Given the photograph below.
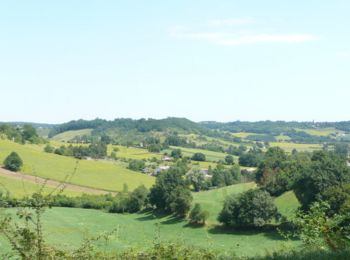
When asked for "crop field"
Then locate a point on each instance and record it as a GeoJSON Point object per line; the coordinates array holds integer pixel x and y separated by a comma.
{"type": "Point", "coordinates": [69, 135]}
{"type": "Point", "coordinates": [288, 147]}
{"type": "Point", "coordinates": [22, 188]}
{"type": "Point", "coordinates": [212, 200]}
{"type": "Point", "coordinates": [95, 174]}
{"type": "Point", "coordinates": [67, 227]}
{"type": "Point", "coordinates": [320, 131]}
{"type": "Point", "coordinates": [210, 155]}
{"type": "Point", "coordinates": [132, 152]}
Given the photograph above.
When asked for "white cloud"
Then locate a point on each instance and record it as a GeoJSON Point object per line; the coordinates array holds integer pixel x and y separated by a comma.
{"type": "Point", "coordinates": [228, 32]}
{"type": "Point", "coordinates": [343, 54]}
{"type": "Point", "coordinates": [231, 22]}
{"type": "Point", "coordinates": [232, 39]}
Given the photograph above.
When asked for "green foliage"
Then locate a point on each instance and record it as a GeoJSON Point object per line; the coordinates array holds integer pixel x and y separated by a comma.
{"type": "Point", "coordinates": [200, 157]}
{"type": "Point", "coordinates": [326, 170]}
{"type": "Point", "coordinates": [136, 165]}
{"type": "Point", "coordinates": [176, 153]}
{"type": "Point", "coordinates": [13, 162]}
{"type": "Point", "coordinates": [198, 215]}
{"type": "Point", "coordinates": [197, 179]}
{"type": "Point", "coordinates": [254, 208]}
{"type": "Point", "coordinates": [171, 192]}
{"type": "Point", "coordinates": [229, 159]}
{"type": "Point", "coordinates": [251, 159]}
{"type": "Point", "coordinates": [317, 230]}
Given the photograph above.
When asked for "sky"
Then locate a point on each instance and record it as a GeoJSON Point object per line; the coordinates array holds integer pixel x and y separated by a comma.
{"type": "Point", "coordinates": [222, 60]}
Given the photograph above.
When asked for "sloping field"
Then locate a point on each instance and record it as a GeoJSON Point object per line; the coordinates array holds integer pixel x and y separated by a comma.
{"type": "Point", "coordinates": [67, 227]}
{"type": "Point", "coordinates": [132, 152]}
{"type": "Point", "coordinates": [212, 200]}
{"type": "Point", "coordinates": [95, 174]}
{"type": "Point", "coordinates": [69, 135]}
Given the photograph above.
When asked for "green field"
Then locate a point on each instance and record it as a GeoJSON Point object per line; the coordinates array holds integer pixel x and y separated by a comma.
{"type": "Point", "coordinates": [212, 200]}
{"type": "Point", "coordinates": [67, 227]}
{"type": "Point", "coordinates": [69, 135]}
{"type": "Point", "coordinates": [95, 174]}
{"type": "Point", "coordinates": [21, 188]}
{"type": "Point", "coordinates": [210, 155]}
{"type": "Point", "coordinates": [288, 147]}
{"type": "Point", "coordinates": [319, 131]}
{"type": "Point", "coordinates": [132, 152]}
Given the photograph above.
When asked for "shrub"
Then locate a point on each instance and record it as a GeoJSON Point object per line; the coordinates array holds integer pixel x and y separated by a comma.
{"type": "Point", "coordinates": [13, 162]}
{"type": "Point", "coordinates": [198, 215]}
{"type": "Point", "coordinates": [254, 208]}
{"type": "Point", "coordinates": [200, 157]}
{"type": "Point", "coordinates": [136, 165]}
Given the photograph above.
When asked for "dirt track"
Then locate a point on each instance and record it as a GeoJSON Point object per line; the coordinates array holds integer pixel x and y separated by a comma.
{"type": "Point", "coordinates": [50, 183]}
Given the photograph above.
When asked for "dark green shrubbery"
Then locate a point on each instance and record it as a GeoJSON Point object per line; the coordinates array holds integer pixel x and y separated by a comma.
{"type": "Point", "coordinates": [254, 208]}
{"type": "Point", "coordinates": [13, 162]}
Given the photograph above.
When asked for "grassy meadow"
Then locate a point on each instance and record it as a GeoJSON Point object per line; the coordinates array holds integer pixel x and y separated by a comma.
{"type": "Point", "coordinates": [69, 135]}
{"type": "Point", "coordinates": [103, 175]}
{"type": "Point", "coordinates": [67, 227]}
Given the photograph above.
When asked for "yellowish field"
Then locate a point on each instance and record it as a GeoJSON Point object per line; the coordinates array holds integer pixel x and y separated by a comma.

=-=-=-=-=

* Task requirements:
Find each line in the records above that contains the word "field", and copy every such line in full.

* Solution for this problem:
When asked for "crop field"
When asked for "sloping field"
When asked for "green field"
When asked for "yellowish field"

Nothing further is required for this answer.